Trecho do documento ->
□ □ □ □ □ □ □

Reflexão: Odair José, Poeta Cacerense

quinta-feira, 11 de dezembro de 2025

A dificuldade de dominar os próprios desejos

    A dificuldade de dominar os próprios desejos talvez seja uma das provas mais íntimas da condição humana. Desejar é um movimento natural, quase instintivo; é o impulso que nos projeta para fora de nós mesmos, que nos faz buscar, querer, imaginar, sonhar. Mas, justamente por nascer tão profundamente dentro de nós, o desejo também carrega uma força que nem sempre conseguimos medir. 
 
    Há uma fronteira delicada entre ter um desejo e ser tomado por ele. Quando o desejo nos atravessa, ele acende em nós uma espécie de vertigem: uma mistura de expectativa, falta e urgência. E é aí que surge o desafio — porque o desejo não obedece facilmente à razão. Ele não se submete ao relógio, às circunstâncias, ao que seria prudente. Ele tem sua própria linguagem, seu próprio tempo, e exige ser reconhecido. 
 
    Dominar o desejo, no entanto, não significa silenciá-lo. Reprimir o que sentimos costuma gerar sombras ainda mais profundas. O verdadeiro domínio é compreender: olhar de frente o que queremos, interrogar suas raízes, suas consequências, suas máscaras. É perguntar a si mesmo: de onde vem essa vontade? O que ela revela sobre mim? O que ela pede que eu enfrente? Essa honestidade exige coragem — porque, às vezes, o desejo expõe nossas vulnerabilidades mais escondidas, nossa carência de afeto, de reconhecimento, de liberdade, de sentido. 
 
    Há também o risco do excesso. Quando deixamos que o desejo se torne tirano, perdemos a capacidade de escolher. Passamos a reagir, não a decidir. Confundimos intensidade com verdade, urgência com necessidade. O desejo, então, deixa de ser uma chama e se torna incêndio. 
 
    Por isso, a dificuldade de dominá-lo não é uma fraqueza, mas um processo de aprendizado contínuo. Dominar o desejo é aprender a conviver com ele — compreendê-lo sem ser arrastado, acolhê-lo sem ser ferido, permiti-lo sem permitir que ele nos devore. É transformar essa força interior em caminho, não em abismo. 
 
    No fundo, nossa vida é feita dessa dança: a razão que nos orienta, o desejo que nos move. E talvez maturidade seja justamente encontrar um ritmo possível entre ambos — onde o desejo não é negado, mas também não reina sozinho. Onde o querer se torna escolha, e não destino. Onde, ao invés de sermos escravos do que sentimos, nos tornamos artesãos de nós mesmos. 
 
Reflexão: Odair José, Poeta Cacerense

quarta-feira, 10 de dezembro de 2025

A beleza transitória

    A beleza transitória da matéria passa depressa. Ela cintila, seduz, ocupa o olhar por um instante — e então se esvai. Como as flores que desabrocham ao amanhecer e, antes do pôr do sol, já iniciam seu retorno silencioso à terra, a beleza externa é um acontecimento breve, quase um sussurro no tempo. Ela existe para ser contemplada, não para ser possuída.

□ □ □ □ □ □ □

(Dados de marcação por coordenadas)
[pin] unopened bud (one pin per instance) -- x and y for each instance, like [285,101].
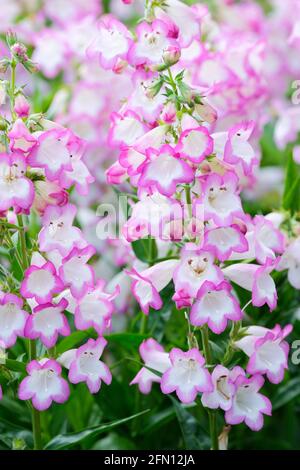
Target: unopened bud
[153,89]
[3,124]
[11,38]
[22,106]
[206,112]
[171,55]
[120,66]
[4,63]
[223,438]
[168,114]
[19,51]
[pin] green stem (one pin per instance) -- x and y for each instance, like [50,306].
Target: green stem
[188,200]
[35,416]
[23,243]
[151,255]
[211,414]
[12,89]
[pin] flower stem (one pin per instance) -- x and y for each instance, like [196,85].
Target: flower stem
[35,416]
[211,414]
[188,200]
[12,89]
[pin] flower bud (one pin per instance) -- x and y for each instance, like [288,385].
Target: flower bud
[22,106]
[120,66]
[11,38]
[171,55]
[168,114]
[4,63]
[153,89]
[206,112]
[19,51]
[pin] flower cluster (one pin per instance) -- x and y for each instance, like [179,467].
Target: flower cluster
[40,161]
[196,88]
[187,167]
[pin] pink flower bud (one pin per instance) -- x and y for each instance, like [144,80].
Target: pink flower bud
[206,112]
[120,66]
[22,106]
[171,55]
[168,114]
[19,50]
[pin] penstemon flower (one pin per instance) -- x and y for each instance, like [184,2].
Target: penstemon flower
[187,165]
[41,160]
[171,112]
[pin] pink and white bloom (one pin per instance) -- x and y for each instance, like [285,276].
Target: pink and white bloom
[12,319]
[182,19]
[58,232]
[41,283]
[125,129]
[76,273]
[221,199]
[237,148]
[268,240]
[150,216]
[223,241]
[79,175]
[53,152]
[248,404]
[165,170]
[224,389]
[87,367]
[152,41]
[16,190]
[111,43]
[154,357]
[20,137]
[94,309]
[46,322]
[256,279]
[22,106]
[147,284]
[267,350]
[44,384]
[214,306]
[195,144]
[186,376]
[196,267]
[290,260]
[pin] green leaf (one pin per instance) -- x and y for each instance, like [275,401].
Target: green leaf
[145,249]
[73,340]
[291,194]
[286,392]
[126,340]
[64,441]
[16,366]
[193,435]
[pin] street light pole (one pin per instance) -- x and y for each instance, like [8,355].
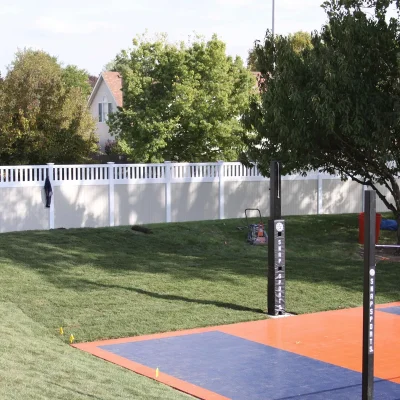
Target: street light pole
[273,17]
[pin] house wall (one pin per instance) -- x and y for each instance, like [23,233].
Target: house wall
[102,129]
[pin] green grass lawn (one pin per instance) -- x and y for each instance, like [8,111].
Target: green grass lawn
[113,282]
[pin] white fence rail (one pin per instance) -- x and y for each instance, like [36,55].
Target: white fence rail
[123,194]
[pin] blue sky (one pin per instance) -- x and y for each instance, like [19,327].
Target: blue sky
[90,33]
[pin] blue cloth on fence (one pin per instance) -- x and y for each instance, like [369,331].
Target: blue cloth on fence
[388,225]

□ □ □ □ □ □ □

Tarefas escritas ->
A: Transcreva o trecho do documento, começando em "Dominar o desejo, no" e terminando em "liberdade, de sentido.".
B: Responda, por favor, às perguntas abaixo com base no trecho do documento:
(i) Segundo o trecho, o que dominar o desejo não significa?
(ii) Quando o desejo se torna tirano, ele deixa de ser uma chama e se torna o quê?
(iii) Em que data foi publicada a reflexão "A beleza transitória"?

Conjunto de respostas ->
A:
Dominar o desejo, no entanto, não significa silenciá-lo. Reprimir o que sentimos costuma gerar sombras ainda mais profundas. O verdadeiro domínio é compreender: olhar de frente o que queremos, interrogar suas raízes, suas consequências, suas máscaras. É perguntar a si mesmo: de onde vem essa vontade? O que ela revela sobre mim? O que ela pede que eu enfrente? Essa honestidade exige coragem — porque, às vezes, o desejo expõe nossas vulnerabilidades mais escondidas, nossa carência de afeto, de reconhecimento, de liberdade, de sentido.

B:
(i) Não significa silenciá-lo.
(ii) Torna-se incêndio.
(iii) Quarta-feira, 10 de dezembro de 2025.